(Texto fornecido):
O Brasil saiu das eleições de 2014 numa situação que poucas vezes atravessara: dividido, e, ainda mais, numa situação de radicalismo e intolerância que em alguns momentos descambava para o ódio.

Nossa tradição era — devemos dizer que é — de tolerância e convivência entre adversários. Tancredo Neves tinha como grande ídolo o Marquês do Paraná, Honório Hermeto Carneiro Leão, que construiu o Ministério da Conciliação, reunindo conservadores e liberais. E essa conciliação foi feita por grandes brasileiros, como Nabuco de Araújo, autor de um discurso admirável, o da Ponte de Ouro, em que dizia que uns e outros deviam abrir mão das diferenças para encontrar o terreno comum do interesse do País.

A sentença conhecida, que pretendia afirmar a identidade de maus hábitos políticos, dizia “não há nada mais parecido com um saquarema (conservador) que um luzia (liberal) no poder”. A verdade é que a derrubada, feita pelo Imperador, de um partido, e sua substituição pelo outro, dizia respeito ao sistema eleitoral, que levou à constante busca de reformas que durou até à queda do Império, mas encontrava uma realidade mais forte, que era a necessidade de executar o programa que estava maduro, o programa do outro. Assim, por exemplo, a maior causa liberal, a dos negros, foi levada avante por gabinetes conservadores.

O espírito que vimos sair das últimas eleições foi o contrário disso. Se o outro pensava, era ruim. Se o outro sugeria, era preciso derrubar. Se o outro fazia, era preciso desfazer. As famílias se fragmentavam, irmãos, pais e filhos, deixavam de se falar. Nas mídias sociais, as pessoas desconectavam os que pensavam diferentemente, e ficavam falando para si mesmo, sem ouvir outras opiniões. Prevalecia o insulto sobre o argumento.

O resultado inevitável foi a desesperança. As pessoas deixaram de acreditar nos mais próximos, na comunidade, nos amigos, na política, na sociedade. O Brasil meteu-se ladeira abaixo. Foram os tempos terríveis de que estamos saindo.

Renasce a esperança. A maior parte dos brasileiros procura caminhos comuns. Começamos a ver uma luz.

Mas nosso caminho ladeira acima será difícil, e temos que ter consciência disso para que não esperemos resultados impossíveis. O buraco do orçamento é alarmante, provavelmente teremos um déficit de 200 bilhões no fim do ano. O desemprego está em alturas nunca vistas — entre os jovens está na casa de 24% (só para dar uma referência, no meu governo foi inferior a 4%).

Vamos avançar na reconstrução de um país unido, que supera as diferenças, recupera sua economia, resolve os problemas sociais — as crises gravíssimas da educação, da saúde, da segurança —, reencontra o espaço do convívio humano, das famílias e das comunidades, e reconstrói seu futuro.

(Problemas a resolver):
1) Extraia do texto, sem nenhuma alteração, o trecho que começa em "Mas nosso caminho" e termina em "inferior a 4%).".
2) Responda às perguntas com base no texto:
(a) Quem era o grande ídolo de Tancredo Neves?
(b) Como se chama o discurso de Nabuco de Araújo mencionado?
(c) De quanto deve ser o déficit no fim do ano, segundo o texto?

(Dados brutos):

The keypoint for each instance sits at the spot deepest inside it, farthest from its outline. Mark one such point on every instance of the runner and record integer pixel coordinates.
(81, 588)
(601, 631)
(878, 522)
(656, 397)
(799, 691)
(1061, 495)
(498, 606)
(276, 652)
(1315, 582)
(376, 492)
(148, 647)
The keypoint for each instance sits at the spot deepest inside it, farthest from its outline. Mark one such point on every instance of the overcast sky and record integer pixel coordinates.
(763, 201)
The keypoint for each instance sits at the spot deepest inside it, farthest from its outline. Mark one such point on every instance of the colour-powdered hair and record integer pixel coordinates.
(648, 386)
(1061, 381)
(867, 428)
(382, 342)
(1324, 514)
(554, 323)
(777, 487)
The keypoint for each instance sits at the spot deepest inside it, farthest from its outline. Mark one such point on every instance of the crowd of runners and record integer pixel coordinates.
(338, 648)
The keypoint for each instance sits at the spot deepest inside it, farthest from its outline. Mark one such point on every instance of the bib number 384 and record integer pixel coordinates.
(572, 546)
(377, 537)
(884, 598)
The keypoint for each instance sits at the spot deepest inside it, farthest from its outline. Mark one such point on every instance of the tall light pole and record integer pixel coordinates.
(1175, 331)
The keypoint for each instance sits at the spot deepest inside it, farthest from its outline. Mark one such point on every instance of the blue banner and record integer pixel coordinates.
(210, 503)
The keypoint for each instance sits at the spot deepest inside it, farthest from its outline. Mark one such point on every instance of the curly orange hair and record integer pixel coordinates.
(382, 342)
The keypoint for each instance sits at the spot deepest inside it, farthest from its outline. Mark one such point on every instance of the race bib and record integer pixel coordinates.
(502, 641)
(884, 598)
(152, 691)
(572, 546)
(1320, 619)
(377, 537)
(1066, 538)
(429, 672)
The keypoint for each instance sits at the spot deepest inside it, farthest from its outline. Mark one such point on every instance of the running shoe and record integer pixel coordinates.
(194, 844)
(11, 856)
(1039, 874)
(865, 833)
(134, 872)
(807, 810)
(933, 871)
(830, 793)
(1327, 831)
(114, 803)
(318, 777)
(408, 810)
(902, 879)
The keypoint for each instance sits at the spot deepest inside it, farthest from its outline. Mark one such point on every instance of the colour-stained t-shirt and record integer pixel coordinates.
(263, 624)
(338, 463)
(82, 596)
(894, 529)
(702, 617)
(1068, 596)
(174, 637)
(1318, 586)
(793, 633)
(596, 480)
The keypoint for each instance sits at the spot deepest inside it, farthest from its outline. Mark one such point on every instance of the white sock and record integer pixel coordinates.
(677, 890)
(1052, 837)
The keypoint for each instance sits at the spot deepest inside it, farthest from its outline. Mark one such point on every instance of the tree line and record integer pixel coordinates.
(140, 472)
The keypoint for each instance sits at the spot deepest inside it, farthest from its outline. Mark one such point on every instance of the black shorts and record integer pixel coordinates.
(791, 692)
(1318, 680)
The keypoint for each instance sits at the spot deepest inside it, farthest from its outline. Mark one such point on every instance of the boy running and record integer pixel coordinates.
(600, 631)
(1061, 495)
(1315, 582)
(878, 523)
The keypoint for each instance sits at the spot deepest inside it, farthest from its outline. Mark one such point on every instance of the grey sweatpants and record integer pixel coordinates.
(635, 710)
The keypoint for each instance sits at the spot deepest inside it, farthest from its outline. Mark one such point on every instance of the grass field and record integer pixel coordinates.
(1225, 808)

(Exercício resolvido):
1)
Mas nosso caminho ladeira acima será difícil, e temos que ter consciência disso para que não esperemos resultados impossíveis. O buraco do orçamento é alarmante, provavelmente teremos um déficit de 200 bilhões no fim do ano. O desemprego está em alturas nunca vistas — entre os jovens está na casa de 24% (só para dar uma referência, no meu governo foi inferior a 4%).

2)
(a) O Marquês do Paraná, Honório Hermeto Carneiro Leão.
(b) Discurso da Ponte de Ouro.
(c) Cerca de 200 bilhões.